Give back every record verbatim, but not the pictures.
[[ INFORMATION PROVIDED open ]]
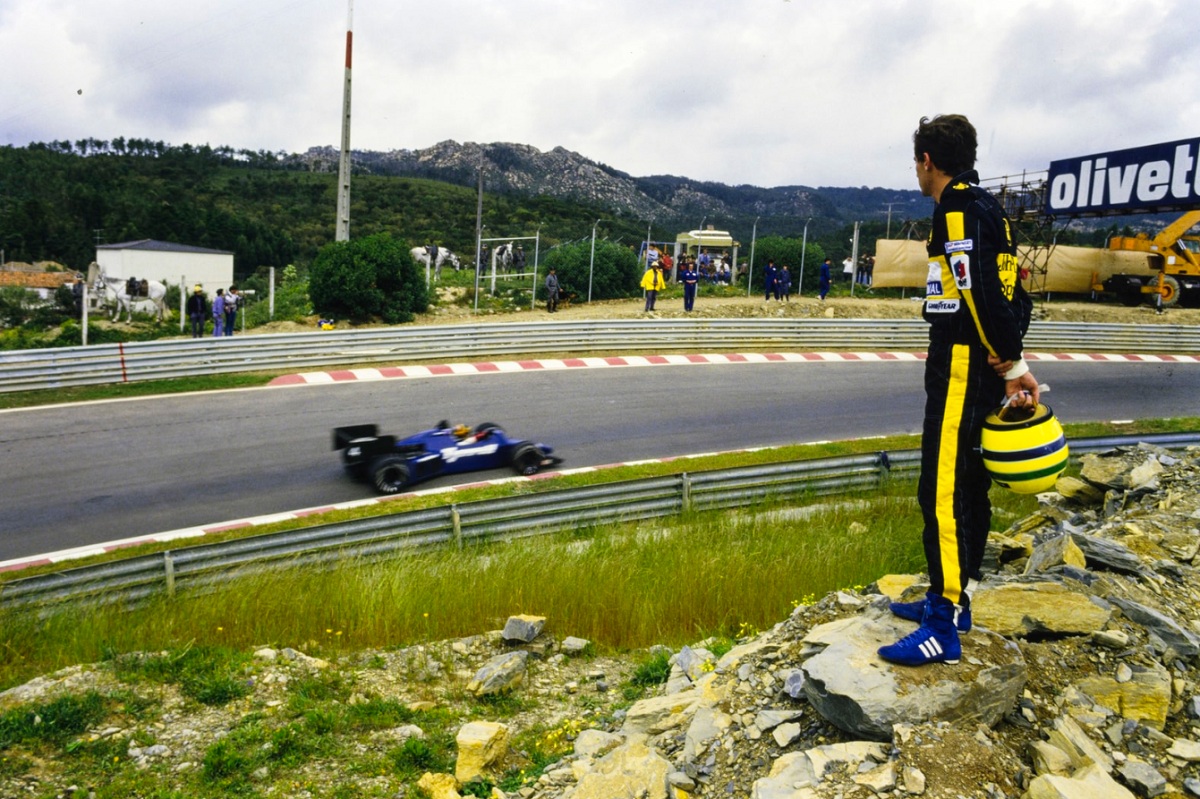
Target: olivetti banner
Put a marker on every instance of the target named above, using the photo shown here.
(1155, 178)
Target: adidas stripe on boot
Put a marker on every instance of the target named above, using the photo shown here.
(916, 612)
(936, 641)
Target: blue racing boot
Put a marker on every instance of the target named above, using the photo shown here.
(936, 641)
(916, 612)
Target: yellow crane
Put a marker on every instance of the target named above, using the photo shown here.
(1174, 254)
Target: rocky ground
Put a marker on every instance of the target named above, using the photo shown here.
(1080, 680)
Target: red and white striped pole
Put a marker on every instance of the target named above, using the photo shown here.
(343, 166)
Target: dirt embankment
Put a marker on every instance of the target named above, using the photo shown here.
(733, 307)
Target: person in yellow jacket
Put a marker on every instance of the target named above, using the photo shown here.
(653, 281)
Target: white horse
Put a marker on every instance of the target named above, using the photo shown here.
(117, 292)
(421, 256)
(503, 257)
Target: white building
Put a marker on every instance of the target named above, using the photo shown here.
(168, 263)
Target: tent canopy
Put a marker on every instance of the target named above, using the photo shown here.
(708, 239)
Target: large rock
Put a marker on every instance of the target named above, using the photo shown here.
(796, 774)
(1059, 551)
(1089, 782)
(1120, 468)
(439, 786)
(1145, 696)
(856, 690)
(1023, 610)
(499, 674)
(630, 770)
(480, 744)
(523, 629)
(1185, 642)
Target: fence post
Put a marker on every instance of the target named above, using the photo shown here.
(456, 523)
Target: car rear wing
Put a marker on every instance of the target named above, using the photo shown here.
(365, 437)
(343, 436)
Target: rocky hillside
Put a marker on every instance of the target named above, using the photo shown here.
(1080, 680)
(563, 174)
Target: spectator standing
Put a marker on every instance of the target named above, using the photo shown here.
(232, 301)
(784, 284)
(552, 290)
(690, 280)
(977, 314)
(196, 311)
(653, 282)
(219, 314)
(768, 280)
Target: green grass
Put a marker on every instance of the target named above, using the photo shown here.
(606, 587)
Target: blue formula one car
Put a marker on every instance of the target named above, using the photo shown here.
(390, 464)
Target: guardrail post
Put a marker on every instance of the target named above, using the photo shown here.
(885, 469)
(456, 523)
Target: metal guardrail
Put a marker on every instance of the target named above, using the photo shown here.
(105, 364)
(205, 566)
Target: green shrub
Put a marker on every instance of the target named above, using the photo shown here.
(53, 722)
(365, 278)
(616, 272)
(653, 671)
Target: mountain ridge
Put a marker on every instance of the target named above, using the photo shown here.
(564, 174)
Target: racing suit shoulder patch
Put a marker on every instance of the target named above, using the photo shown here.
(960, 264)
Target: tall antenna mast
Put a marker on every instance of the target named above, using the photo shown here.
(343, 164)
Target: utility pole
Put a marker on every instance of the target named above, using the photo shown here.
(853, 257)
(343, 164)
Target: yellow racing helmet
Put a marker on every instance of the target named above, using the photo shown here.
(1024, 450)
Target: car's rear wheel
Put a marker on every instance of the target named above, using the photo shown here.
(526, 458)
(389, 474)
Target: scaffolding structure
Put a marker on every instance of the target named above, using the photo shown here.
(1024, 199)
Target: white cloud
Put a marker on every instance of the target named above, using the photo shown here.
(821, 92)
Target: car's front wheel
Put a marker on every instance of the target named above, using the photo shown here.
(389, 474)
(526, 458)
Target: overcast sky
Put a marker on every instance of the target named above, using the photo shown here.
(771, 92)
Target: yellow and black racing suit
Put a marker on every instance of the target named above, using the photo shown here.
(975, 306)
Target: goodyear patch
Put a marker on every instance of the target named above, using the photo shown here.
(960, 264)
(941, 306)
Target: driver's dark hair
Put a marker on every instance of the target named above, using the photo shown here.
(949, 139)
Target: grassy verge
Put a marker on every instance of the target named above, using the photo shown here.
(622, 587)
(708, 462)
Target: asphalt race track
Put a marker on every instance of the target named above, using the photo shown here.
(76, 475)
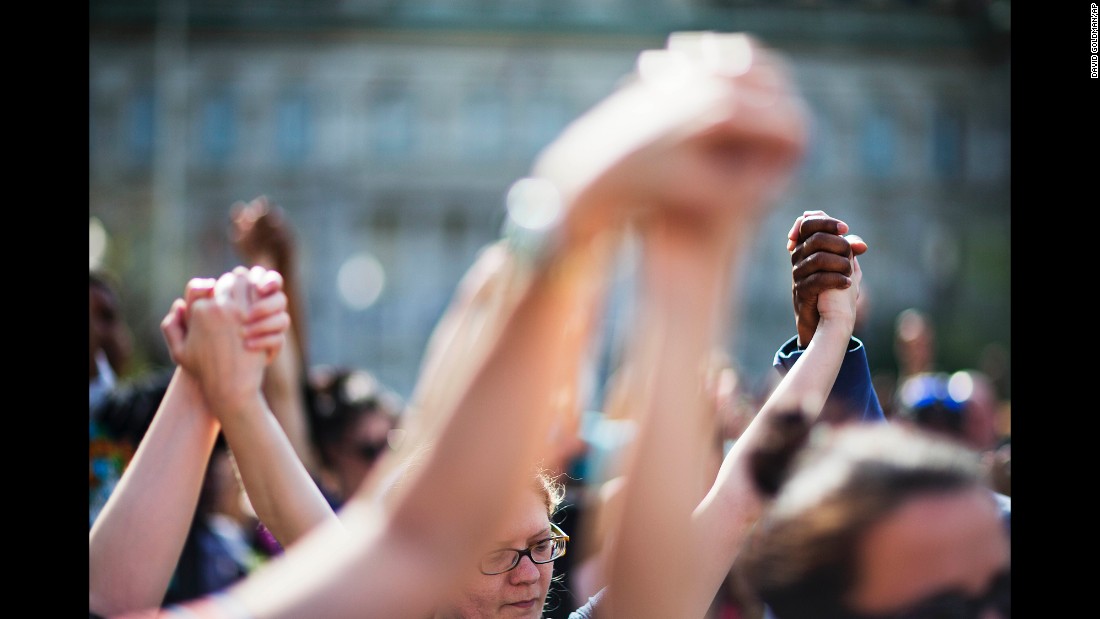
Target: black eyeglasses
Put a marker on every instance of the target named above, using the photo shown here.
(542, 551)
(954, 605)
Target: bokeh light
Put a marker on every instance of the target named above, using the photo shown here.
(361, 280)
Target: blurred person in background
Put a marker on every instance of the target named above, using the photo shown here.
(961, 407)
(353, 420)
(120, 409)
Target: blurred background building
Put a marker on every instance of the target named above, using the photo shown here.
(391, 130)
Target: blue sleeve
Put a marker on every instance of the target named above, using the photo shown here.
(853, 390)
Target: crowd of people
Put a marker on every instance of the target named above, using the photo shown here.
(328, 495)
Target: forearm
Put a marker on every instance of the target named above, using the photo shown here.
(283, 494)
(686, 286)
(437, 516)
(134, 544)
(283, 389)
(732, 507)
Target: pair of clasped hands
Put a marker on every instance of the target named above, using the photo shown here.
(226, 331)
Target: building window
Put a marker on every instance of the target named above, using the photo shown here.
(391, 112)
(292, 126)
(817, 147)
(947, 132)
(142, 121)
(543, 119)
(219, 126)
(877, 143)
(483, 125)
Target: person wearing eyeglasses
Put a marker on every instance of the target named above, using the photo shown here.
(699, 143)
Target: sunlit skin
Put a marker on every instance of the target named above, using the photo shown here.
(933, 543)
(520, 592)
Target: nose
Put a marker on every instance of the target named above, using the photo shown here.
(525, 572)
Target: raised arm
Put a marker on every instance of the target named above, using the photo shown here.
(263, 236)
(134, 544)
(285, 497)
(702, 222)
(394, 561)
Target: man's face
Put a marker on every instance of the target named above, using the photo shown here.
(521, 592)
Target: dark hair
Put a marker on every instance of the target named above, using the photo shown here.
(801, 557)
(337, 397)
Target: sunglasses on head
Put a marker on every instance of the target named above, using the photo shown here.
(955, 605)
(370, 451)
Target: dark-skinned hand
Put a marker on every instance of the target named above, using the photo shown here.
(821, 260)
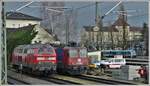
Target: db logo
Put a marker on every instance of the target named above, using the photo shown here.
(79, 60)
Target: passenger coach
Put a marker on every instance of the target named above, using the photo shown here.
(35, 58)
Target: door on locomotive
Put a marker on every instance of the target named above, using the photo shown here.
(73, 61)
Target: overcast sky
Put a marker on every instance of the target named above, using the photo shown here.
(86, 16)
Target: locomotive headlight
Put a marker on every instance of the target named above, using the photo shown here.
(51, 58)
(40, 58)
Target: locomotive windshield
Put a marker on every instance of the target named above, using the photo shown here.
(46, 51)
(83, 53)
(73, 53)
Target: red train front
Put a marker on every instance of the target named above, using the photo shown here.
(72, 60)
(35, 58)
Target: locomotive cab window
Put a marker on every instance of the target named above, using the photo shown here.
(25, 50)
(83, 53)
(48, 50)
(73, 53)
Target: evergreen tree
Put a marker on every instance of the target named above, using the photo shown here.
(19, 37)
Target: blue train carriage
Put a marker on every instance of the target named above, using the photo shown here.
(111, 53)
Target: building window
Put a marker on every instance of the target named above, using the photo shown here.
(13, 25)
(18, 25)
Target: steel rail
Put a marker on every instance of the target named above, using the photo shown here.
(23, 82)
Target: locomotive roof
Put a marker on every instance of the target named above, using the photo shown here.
[[ INFORMATION PROVIDED closed ]]
> OUTPUT OF THE EXERCISE
Target: olivetti banner
Put a marker on every instance of the target named above, using the photo shown here.
(1155, 178)
Target: adidas stripe on boot
Put a marker on every instance of the target named above, using the photo shown here.
(916, 612)
(936, 641)
Target: blue racing boot
Put a marker on every instance of the target named above, using the photo shown here.
(936, 641)
(916, 612)
Target: yellow crane
Put a marker on every instance of the target named above, using the photo shown here.
(1174, 254)
Target: rocky ground
Put a marker on every instance of the target named above, using the photo shown here.
(1080, 680)
Target: red and white striped pole
Put a marker on every instance of the target named above, using the photo shown here.
(343, 166)
Target: dirt embankment
Put a marker on every instance of the target named above, using the photo shown here.
(733, 307)
Target: person in yellow jacket
Put a marker on every instance of the target named above, using the photo shown here.
(653, 281)
Target: white horse
Put a marker on every instance of the target named above, using the photo shown here.
(117, 292)
(421, 256)
(503, 257)
Target: white building
Put a marker on every instance of the target named above, using the photo shown here.
(168, 263)
Target: tent canopy
Put a marker on every instance of the target named above, using the photo shown here.
(708, 239)
Target: large rock
Put a marker on every instance of the target named above, using the photo shown here.
(796, 774)
(1059, 551)
(1089, 782)
(1120, 468)
(439, 786)
(1145, 696)
(856, 690)
(1023, 610)
(499, 674)
(630, 770)
(480, 744)
(523, 629)
(1185, 642)
Target: fence post
Put a marker on every instance of the target named above, using the photo shown here.
(456, 523)
Target: car rear wing
Put a marker on every instance of the target named above, using the photo shown here.
(365, 437)
(343, 436)
Target: rocky hillside
Put a marker on every instance of the target named above, using the photo shown here.
(1080, 680)
(563, 174)
Target: spectator standing
Put a marker on every instance of the target named above, using the photo shown here.
(232, 301)
(784, 284)
(552, 290)
(690, 280)
(977, 314)
(196, 311)
(653, 282)
(219, 314)
(768, 280)
Target: green grass
Put a marker on every instance of the target named above, using the photo shown here.
(606, 587)
Target: blue formula one car
Put a marker on every instance of the target named above, using the photo shown here.
(390, 464)
Target: guardrail post
Put a marker on every instance of the target named above, using the photo shown here.
(885, 469)
(456, 523)
Target: metal guardrail
Put a marker on every instance of the target named above, using the photo shown here.
(105, 364)
(205, 566)
Target: green shrub
Put a marker on every instance of the target named above, using the photo shown here.
(53, 722)
(365, 278)
(616, 272)
(653, 671)
Target: mountain ridge
Put a marker on every instance of the target named above, using the photo shown here.
(564, 174)
Target: racing suit shoulder patch
Put a marker on every instance of the target named above, using the photo shown here.
(960, 264)
Target: tall antenna mast
Put a marker on every instance of the target named above, using the photo shown here.
(343, 164)
Target: utility pole
Put a marker on every instance of the target named above, using the photo shown here.
(853, 257)
(343, 164)
Target: yellow racing helmet
Put a marker on every instance of the target named above, using the photo shown here.
(1024, 450)
Target: car's rear wheel
Put a marker on every instance of the target named above, using the photo shown here.
(526, 458)
(389, 474)
Target: scaffolding structure
Put a marker on every instance of the target named above, using the photo shown here.
(1024, 199)
Target: white cloud
Put a marker on every instance of the target named above, using the photo shown here.
(821, 92)
Target: car's front wheel
Put a marker on every instance of the target named above, using the photo shown here.
(389, 474)
(526, 458)
Target: overcast sky
Put a marker on every instance of the target named above, using the photo shown here.
(771, 92)
Target: yellow and black racing suit
Put a marker on every instance of the target named above, using the photo shown here.
(975, 306)
Target: goodyear patch
Put a marker on every instance of the target named above, using the photo shown here.
(960, 264)
(941, 306)
Target: driver's dark hair
Put a marker on every instance of the target named above, using the photo shown here.
(949, 139)
Target: grassy verge
Put a marker on every instance of the target named above, using the photo shown here.
(622, 587)
(708, 462)
Target: asphalt race track
Put a marker on every instance of the target named above, using the photo shown here.
(76, 475)
Target: black eyeglasses
Put a marker on every instance of the target named above, using the photo shown here.
(542, 551)
(954, 605)
Target: bokeh light
Put a marker on every instance of the target named above, using the photo shown here.
(361, 280)
Target: blurred person in background
Put a marker on every instance of the target named above, using the photo shown here.
(961, 407)
(353, 420)
(120, 409)
Target: blurred background building
Put a marker on every instance of the target named above, using the photo shown here.
(391, 130)
Target: blue sleeve
Put a marker on every instance of the target named above, using the photo shown here.
(853, 390)
Target: crowd of people
Put a marker on every instance of the target named above, using the photo shown here.
(328, 495)
Target: forearm
Put a marker on every instance of the target named above, using the photo shown here.
(283, 494)
(686, 286)
(437, 516)
(134, 544)
(283, 389)
(732, 507)
Target: pair of clasped hands
Put a marker on every instance of the target named above, using the photo shown here.
(226, 331)
Target: building window
Put a marker on every instance of the target named above, using the photo shown here.
(391, 112)
(292, 126)
(817, 147)
(947, 132)
(142, 121)
(543, 119)
(219, 126)
(877, 143)
(483, 125)
Target: person wearing eyeglasses
Put a marker on every instance of the target named above, using the photo shown here.
(699, 143)
Target: sunlit skin
Put a marker on every instance of the target named above, using the photo shown here.
(933, 543)
(520, 592)
Target: nose
Put a marker on every instance of the target named above, using the photo shown here.
(525, 572)
Target: raised arm
Put a marker on every instance of the target named above, using the photo shown here.
(263, 236)
(134, 544)
(285, 497)
(702, 222)
(394, 561)
Target: man's face
Put a marker on every instance of the target named above, using the photo shown here.
(521, 592)
Target: dark hair
Put a marker on every instance of the target named above, using the photo shown here.
(801, 557)
(337, 397)
Target: sunglasses on head
Put a marker on every instance of the target named above, using the photo shown here.
(955, 605)
(370, 451)
Target: dark-skinned hand
Put a marker on every instance of the target named above, using the photo shown here.
(821, 260)
Target: db logo
Put a marker on every instance of the target named above, using the photo shown here.
(79, 60)
Target: passenger coach
Put a marker on every instance of the target named above, using the photo shown here.
(35, 58)
Target: door on locomotive
Put a marker on every instance of the target named above, using the photo shown here.
(73, 61)
Target: overcast sky
Put a marker on every instance of the target named above, using the photo shown here.
(86, 16)
Target: locomotive headlight
Put a marker on every instance of the target named above, using the photo shown here.
(51, 58)
(40, 58)
Target: locomotive windshield
Put a marker on every instance of the target named above, using the photo shown here.
(46, 51)
(83, 53)
(73, 53)
Target: red train front
Put a marker on every instance of the target named above, using the photo shown here.
(72, 60)
(35, 58)
Target: locomotive cab window
Put a marker on every instance of the target named above, using the photo shown here.
(25, 50)
(83, 53)
(48, 50)
(73, 53)
Target: evergreen tree
Put a marker on every instance of the target named above, using the photo shown here.
(19, 37)
Target: blue train carriage
Put a marker on every instance of the target named above, using the photo shown here.
(111, 53)
Target: building window
Put a marker on every instance of the target named above, using the photo shown here.
(13, 25)
(18, 25)
Target: steel rail
Put a marker on every instance of the target named above, using the photo shown here.
(23, 82)
Target: locomotive roof
Put a marker on every instance of the target named above, using the photo shown here.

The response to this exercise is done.